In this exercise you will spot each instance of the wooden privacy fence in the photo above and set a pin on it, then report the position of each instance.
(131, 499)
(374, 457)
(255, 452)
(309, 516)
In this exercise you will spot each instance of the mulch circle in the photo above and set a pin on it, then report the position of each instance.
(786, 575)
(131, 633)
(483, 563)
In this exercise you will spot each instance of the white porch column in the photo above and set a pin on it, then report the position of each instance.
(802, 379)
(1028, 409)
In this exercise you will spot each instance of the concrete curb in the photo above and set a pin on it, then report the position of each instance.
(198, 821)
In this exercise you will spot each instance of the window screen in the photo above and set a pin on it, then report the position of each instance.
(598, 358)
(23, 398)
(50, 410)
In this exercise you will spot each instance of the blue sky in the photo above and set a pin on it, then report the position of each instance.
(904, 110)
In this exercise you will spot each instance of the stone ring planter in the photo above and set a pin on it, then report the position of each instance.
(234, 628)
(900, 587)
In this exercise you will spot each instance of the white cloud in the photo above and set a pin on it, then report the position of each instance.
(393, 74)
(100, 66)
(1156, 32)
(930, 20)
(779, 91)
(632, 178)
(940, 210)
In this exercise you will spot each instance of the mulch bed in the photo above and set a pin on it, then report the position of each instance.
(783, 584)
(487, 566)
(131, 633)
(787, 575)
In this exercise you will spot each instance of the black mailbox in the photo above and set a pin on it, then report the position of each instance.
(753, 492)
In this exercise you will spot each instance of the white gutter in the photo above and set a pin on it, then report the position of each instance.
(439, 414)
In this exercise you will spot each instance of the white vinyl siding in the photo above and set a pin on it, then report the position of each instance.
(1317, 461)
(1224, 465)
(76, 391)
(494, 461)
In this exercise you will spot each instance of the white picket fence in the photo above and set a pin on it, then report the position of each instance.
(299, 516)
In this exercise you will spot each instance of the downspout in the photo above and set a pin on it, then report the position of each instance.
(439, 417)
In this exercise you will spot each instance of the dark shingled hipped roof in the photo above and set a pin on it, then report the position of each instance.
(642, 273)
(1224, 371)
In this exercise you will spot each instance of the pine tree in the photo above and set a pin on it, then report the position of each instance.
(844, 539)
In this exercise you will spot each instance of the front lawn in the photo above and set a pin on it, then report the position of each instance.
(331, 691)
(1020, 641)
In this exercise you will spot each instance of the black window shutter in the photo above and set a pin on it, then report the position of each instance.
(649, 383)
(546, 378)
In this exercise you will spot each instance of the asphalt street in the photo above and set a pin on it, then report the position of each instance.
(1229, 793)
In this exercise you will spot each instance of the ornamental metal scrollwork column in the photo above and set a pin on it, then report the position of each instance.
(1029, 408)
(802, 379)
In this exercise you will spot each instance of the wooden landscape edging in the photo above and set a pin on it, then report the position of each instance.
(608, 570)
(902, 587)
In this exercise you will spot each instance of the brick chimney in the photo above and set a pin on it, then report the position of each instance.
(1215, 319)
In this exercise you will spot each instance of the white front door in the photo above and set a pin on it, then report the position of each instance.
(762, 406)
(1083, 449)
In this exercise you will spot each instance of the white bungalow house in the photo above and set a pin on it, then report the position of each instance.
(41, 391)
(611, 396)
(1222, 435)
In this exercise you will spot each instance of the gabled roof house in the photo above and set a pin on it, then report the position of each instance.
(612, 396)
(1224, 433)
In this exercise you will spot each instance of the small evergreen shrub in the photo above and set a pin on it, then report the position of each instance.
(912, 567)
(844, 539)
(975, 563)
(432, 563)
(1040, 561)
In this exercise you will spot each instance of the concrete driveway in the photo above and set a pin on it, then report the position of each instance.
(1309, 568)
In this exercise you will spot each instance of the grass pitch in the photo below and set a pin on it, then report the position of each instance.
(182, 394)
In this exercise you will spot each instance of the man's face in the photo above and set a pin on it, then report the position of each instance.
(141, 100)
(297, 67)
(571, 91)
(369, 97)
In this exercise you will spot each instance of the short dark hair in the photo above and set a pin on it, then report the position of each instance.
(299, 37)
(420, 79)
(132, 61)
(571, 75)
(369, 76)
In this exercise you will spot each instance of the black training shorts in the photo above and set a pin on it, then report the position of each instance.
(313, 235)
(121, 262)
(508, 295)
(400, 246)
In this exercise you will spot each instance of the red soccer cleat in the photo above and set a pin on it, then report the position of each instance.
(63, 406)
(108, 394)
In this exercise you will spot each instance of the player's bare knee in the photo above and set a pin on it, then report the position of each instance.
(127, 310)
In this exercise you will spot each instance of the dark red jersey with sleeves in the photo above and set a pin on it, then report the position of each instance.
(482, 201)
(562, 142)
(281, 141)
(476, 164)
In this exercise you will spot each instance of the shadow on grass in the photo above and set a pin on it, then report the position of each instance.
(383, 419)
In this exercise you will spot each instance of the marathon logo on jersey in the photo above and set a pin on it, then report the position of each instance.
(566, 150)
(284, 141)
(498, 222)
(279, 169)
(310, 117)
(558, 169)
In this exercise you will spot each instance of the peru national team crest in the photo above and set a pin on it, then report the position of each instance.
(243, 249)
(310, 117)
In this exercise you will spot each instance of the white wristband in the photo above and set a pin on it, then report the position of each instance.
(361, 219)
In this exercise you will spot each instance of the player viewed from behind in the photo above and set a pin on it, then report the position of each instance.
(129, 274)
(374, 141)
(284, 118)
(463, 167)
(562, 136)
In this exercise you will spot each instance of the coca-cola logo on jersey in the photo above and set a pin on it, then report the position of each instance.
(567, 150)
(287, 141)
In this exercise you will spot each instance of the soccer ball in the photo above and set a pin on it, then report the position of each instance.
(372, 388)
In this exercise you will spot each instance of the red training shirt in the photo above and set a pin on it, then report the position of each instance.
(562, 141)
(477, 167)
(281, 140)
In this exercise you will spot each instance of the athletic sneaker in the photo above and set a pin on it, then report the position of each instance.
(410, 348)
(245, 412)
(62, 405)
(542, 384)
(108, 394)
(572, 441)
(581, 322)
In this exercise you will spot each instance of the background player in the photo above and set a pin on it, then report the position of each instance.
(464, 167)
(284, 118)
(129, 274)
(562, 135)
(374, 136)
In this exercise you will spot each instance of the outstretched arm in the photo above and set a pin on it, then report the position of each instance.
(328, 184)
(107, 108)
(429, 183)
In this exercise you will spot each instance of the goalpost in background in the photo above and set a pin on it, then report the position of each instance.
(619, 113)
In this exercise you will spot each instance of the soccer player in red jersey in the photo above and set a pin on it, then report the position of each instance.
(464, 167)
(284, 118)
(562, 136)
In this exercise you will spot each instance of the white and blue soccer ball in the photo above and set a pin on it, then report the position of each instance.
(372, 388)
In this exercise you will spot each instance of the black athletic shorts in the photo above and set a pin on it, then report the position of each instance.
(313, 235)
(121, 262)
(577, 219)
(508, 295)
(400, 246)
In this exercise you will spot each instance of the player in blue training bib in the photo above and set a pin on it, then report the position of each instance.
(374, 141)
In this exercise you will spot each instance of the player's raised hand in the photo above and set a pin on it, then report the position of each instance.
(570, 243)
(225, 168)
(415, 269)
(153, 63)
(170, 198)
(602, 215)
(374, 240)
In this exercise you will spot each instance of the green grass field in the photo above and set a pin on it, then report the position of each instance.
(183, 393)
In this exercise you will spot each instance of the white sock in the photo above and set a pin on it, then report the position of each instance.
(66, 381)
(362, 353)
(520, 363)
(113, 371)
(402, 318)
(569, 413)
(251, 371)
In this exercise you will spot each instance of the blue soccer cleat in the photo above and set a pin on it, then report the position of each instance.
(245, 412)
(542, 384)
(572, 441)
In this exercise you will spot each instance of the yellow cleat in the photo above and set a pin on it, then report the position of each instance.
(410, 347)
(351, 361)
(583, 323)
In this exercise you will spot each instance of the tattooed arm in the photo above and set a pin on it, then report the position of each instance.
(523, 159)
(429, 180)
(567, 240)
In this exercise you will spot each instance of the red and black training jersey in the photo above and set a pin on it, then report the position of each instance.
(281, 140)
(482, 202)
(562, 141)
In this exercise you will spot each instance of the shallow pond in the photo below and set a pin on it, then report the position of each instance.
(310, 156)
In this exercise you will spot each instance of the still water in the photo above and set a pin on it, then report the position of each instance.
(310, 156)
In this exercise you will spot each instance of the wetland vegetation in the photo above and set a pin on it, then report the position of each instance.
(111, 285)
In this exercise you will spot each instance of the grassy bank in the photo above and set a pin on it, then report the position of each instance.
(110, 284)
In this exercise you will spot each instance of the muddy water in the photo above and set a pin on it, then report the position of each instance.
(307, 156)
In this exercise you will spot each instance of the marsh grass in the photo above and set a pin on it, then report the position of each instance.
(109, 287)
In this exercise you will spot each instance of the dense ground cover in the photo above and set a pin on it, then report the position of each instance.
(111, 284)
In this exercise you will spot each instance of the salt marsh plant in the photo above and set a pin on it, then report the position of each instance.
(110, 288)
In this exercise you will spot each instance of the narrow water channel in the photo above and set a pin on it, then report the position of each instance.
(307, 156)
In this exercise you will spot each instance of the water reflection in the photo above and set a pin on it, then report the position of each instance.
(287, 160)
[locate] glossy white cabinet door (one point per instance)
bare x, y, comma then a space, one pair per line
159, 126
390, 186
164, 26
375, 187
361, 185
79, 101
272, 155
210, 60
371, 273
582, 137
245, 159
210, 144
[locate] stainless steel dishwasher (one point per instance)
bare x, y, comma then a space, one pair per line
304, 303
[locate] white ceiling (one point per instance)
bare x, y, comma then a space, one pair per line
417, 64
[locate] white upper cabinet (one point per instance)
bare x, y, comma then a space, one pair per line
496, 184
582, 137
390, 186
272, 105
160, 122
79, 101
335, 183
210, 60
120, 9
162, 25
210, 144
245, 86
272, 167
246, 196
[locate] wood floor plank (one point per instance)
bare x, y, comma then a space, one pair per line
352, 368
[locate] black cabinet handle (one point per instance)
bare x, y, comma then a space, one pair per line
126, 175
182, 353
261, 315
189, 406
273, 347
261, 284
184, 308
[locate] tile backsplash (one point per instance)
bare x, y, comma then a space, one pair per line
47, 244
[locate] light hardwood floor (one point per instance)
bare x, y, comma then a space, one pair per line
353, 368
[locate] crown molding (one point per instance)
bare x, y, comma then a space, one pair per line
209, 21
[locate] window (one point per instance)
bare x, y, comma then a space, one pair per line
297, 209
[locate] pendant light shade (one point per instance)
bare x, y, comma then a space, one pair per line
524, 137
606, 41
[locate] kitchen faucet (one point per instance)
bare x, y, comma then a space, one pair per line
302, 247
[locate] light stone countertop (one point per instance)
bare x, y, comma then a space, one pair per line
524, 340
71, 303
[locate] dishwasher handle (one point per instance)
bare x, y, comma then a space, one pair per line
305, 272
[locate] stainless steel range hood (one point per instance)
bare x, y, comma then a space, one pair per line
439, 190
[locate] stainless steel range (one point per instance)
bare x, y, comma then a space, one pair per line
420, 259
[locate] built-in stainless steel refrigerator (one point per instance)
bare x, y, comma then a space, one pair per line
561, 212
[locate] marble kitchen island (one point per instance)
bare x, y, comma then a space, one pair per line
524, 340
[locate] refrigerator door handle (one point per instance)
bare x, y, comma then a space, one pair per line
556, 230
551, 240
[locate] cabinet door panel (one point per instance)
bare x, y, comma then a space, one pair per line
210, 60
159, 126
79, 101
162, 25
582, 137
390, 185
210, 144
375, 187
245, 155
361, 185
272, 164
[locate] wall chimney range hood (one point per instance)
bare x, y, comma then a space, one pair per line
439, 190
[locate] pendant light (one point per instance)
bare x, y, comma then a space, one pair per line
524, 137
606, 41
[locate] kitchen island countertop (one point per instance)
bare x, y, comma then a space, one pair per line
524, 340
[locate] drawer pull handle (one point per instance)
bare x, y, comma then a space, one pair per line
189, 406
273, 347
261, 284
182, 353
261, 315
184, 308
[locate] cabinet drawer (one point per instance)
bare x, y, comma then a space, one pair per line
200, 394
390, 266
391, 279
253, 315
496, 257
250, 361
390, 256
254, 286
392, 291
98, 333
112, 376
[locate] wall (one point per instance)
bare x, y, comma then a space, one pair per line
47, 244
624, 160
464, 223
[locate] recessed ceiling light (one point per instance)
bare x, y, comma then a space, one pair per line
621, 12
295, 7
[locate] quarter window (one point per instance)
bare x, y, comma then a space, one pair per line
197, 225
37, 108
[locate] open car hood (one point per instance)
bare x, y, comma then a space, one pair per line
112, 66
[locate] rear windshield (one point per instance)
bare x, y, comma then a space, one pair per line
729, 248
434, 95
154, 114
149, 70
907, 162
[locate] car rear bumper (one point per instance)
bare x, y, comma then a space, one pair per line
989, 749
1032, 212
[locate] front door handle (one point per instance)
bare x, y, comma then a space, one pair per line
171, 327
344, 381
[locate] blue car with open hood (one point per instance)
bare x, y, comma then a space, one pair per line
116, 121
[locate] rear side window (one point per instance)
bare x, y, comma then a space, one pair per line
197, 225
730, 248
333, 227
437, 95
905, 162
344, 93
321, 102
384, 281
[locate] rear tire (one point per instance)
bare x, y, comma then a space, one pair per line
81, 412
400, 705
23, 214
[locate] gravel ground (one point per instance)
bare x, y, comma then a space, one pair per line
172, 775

○ ○ ○ ○ ○ ○ ○

Your task – All lines above holding the word "countertop" make up the answer; copy each one.

Solution to this exercise –
[locate] light stone countertop (one point per instance)
[locate] kitchen island countertop (one point per instance)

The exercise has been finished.